----- Recorded data

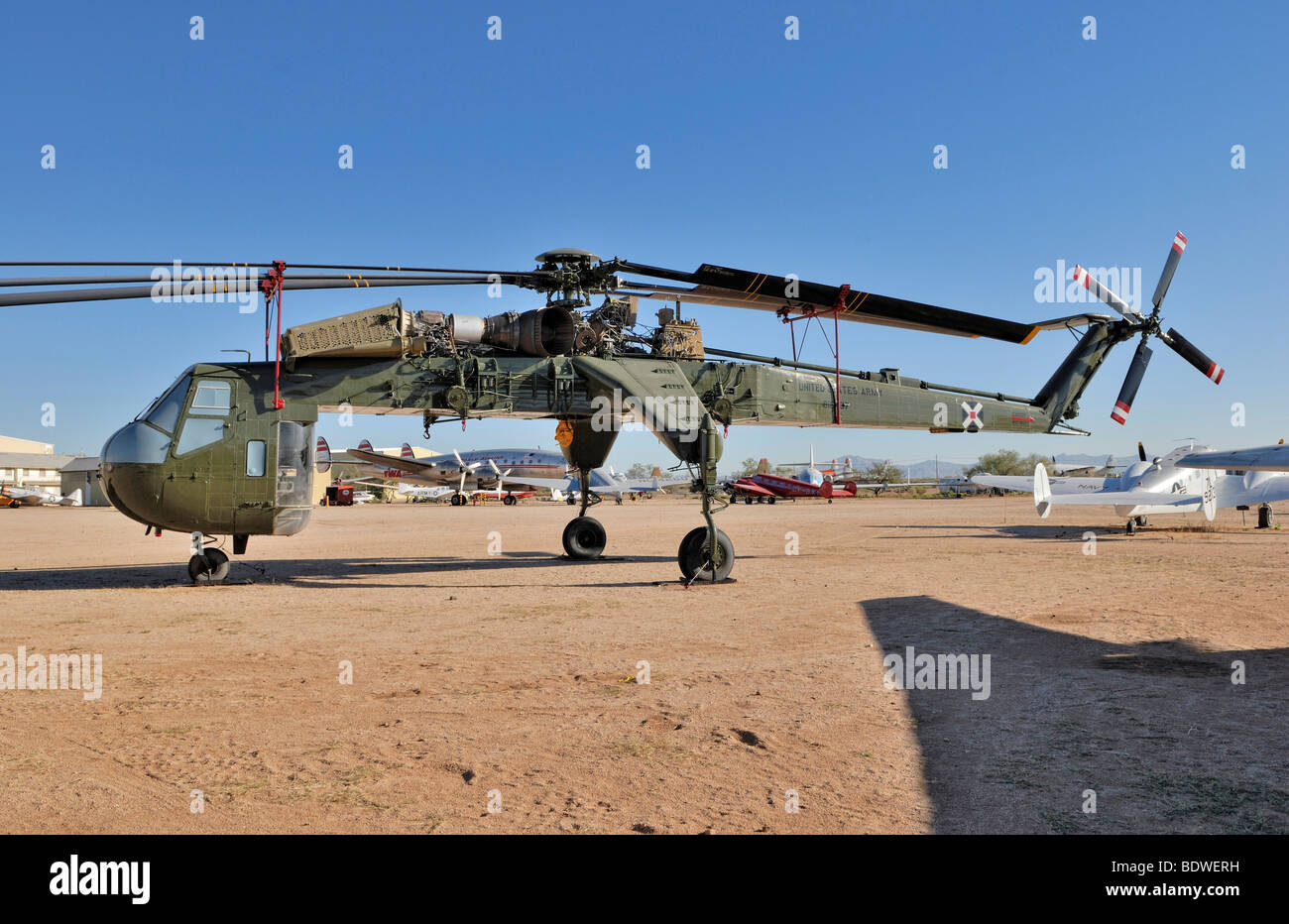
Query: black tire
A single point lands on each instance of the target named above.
(584, 537)
(694, 554)
(207, 567)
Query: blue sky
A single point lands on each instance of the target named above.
(810, 156)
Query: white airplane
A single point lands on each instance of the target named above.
(607, 484)
(417, 493)
(464, 472)
(14, 497)
(1151, 487)
(1246, 463)
(1084, 469)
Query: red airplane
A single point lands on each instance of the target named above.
(810, 482)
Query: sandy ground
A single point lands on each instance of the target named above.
(508, 679)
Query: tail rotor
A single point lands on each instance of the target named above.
(1148, 326)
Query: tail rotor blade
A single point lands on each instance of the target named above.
(1088, 282)
(1132, 382)
(1165, 279)
(1194, 356)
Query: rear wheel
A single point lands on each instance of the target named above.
(692, 555)
(584, 537)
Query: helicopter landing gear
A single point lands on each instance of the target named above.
(584, 537)
(206, 566)
(707, 554)
(695, 561)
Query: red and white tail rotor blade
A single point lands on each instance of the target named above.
(1165, 279)
(1088, 282)
(1132, 382)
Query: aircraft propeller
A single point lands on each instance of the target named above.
(1148, 326)
(499, 474)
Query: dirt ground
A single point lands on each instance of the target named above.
(510, 680)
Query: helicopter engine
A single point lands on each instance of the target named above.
(542, 331)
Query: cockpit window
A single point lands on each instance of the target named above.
(164, 412)
(211, 398)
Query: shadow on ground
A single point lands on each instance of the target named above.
(1158, 730)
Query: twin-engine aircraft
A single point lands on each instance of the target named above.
(467, 473)
(1156, 486)
(476, 472)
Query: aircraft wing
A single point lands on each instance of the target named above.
(753, 489)
(1060, 485)
(424, 469)
(552, 484)
(1182, 502)
(1261, 459)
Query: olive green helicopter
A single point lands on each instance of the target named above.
(228, 449)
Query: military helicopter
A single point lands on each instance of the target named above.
(228, 447)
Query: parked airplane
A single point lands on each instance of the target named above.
(609, 484)
(1147, 487)
(464, 472)
(420, 493)
(14, 497)
(1248, 463)
(808, 482)
(467, 473)
(1078, 469)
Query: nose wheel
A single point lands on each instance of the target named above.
(207, 567)
(699, 562)
(584, 537)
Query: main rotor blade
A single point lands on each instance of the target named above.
(1194, 355)
(1132, 382)
(743, 289)
(207, 276)
(193, 289)
(1094, 285)
(256, 266)
(1174, 256)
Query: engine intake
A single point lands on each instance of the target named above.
(542, 331)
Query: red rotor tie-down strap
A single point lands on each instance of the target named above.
(837, 348)
(271, 285)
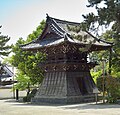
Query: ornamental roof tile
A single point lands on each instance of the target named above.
(58, 32)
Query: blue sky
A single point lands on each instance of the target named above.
(20, 17)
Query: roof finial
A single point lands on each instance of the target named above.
(47, 15)
(65, 37)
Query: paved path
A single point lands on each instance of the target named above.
(11, 107)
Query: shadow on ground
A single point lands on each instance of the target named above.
(83, 106)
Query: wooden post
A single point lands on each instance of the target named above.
(17, 94)
(103, 81)
(110, 61)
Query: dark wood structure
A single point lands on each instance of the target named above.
(5, 73)
(67, 71)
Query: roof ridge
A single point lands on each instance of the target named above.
(65, 21)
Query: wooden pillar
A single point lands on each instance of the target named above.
(110, 61)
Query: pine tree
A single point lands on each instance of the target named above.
(4, 48)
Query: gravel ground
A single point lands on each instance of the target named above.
(11, 107)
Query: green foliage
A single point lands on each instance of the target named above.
(113, 88)
(4, 48)
(27, 62)
(22, 81)
(30, 96)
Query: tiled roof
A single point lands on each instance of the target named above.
(62, 33)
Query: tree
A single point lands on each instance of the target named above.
(27, 62)
(108, 14)
(4, 48)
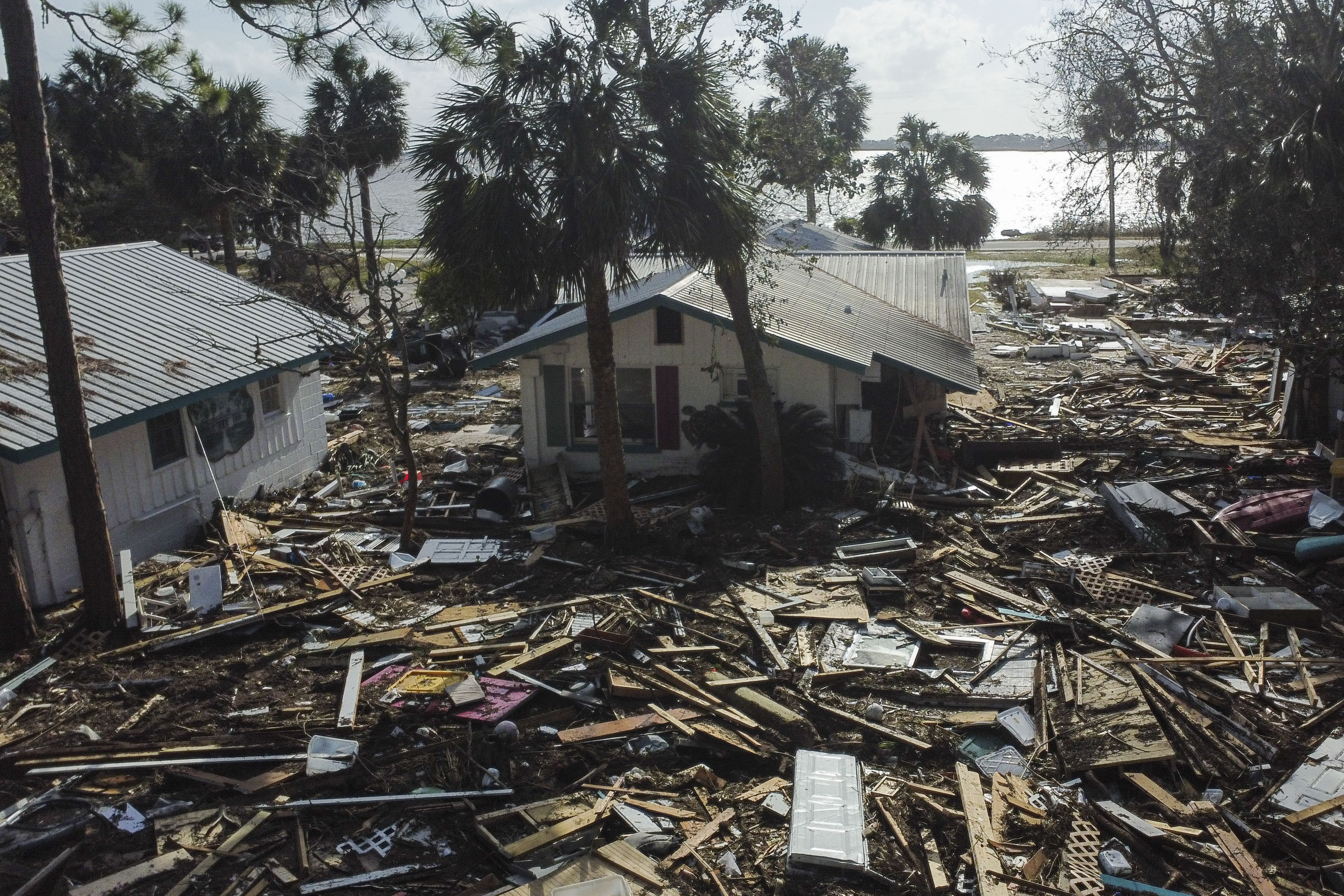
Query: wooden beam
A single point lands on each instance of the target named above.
(673, 720)
(1167, 804)
(978, 827)
(1242, 860)
(350, 694)
(707, 831)
(537, 655)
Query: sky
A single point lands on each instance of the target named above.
(941, 60)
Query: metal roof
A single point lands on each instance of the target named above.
(799, 236)
(928, 285)
(157, 331)
(812, 313)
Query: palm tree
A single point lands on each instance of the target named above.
(362, 120)
(226, 152)
(929, 191)
(548, 174)
(806, 133)
(706, 214)
(38, 201)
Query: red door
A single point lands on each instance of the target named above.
(669, 383)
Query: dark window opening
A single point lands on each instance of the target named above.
(167, 442)
(669, 324)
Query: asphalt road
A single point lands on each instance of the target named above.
(1041, 245)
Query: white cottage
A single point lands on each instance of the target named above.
(197, 385)
(873, 338)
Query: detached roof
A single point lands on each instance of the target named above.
(928, 285)
(812, 313)
(155, 330)
(799, 236)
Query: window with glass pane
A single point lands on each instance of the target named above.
(272, 395)
(635, 398)
(635, 402)
(167, 442)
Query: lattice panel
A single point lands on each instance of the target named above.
(1088, 562)
(1111, 591)
(1080, 866)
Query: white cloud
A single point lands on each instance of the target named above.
(931, 58)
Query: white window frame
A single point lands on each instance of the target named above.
(279, 386)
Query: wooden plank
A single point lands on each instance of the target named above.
(1312, 812)
(1167, 804)
(871, 726)
(556, 832)
(764, 637)
(978, 827)
(739, 683)
(350, 695)
(531, 656)
(677, 723)
(623, 726)
(658, 809)
(125, 878)
(707, 831)
(682, 652)
(1242, 860)
(223, 849)
(764, 789)
(632, 861)
(937, 874)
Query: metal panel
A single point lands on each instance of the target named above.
(811, 312)
(158, 330)
(827, 827)
(447, 551)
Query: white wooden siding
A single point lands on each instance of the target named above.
(153, 511)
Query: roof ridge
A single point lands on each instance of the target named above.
(885, 304)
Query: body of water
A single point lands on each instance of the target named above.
(1026, 188)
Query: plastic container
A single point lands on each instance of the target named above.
(613, 886)
(499, 496)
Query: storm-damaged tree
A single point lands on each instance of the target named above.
(359, 116)
(37, 199)
(928, 193)
(706, 213)
(546, 172)
(804, 135)
(222, 155)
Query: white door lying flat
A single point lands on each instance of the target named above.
(827, 827)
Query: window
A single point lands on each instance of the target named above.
(669, 327)
(272, 395)
(635, 402)
(736, 385)
(167, 444)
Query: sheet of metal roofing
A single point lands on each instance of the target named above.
(928, 285)
(799, 236)
(810, 311)
(154, 326)
(827, 825)
(824, 315)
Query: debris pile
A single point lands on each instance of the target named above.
(1057, 656)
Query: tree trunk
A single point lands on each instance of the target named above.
(733, 281)
(610, 449)
(1111, 195)
(226, 233)
(17, 624)
(394, 401)
(89, 520)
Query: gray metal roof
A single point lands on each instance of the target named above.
(158, 331)
(802, 237)
(812, 313)
(928, 285)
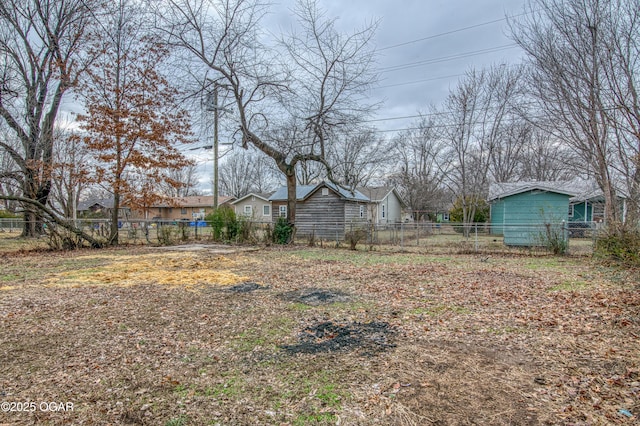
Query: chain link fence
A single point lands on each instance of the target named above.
(573, 238)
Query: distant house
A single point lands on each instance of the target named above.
(100, 208)
(185, 208)
(520, 211)
(325, 209)
(385, 205)
(254, 206)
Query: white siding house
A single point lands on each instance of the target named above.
(385, 206)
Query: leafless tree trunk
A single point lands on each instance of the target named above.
(477, 116)
(39, 44)
(312, 82)
(245, 171)
(565, 43)
(359, 158)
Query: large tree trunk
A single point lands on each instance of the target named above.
(291, 198)
(33, 222)
(113, 234)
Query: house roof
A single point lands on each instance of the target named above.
(377, 194)
(578, 189)
(304, 191)
(195, 201)
(507, 189)
(262, 195)
(106, 203)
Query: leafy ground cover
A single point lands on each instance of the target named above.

----------

Work instructions:
Read through the entries and copy every line that includes "house".

Response:
Query: distant house
Query: white siding house
Query: house roof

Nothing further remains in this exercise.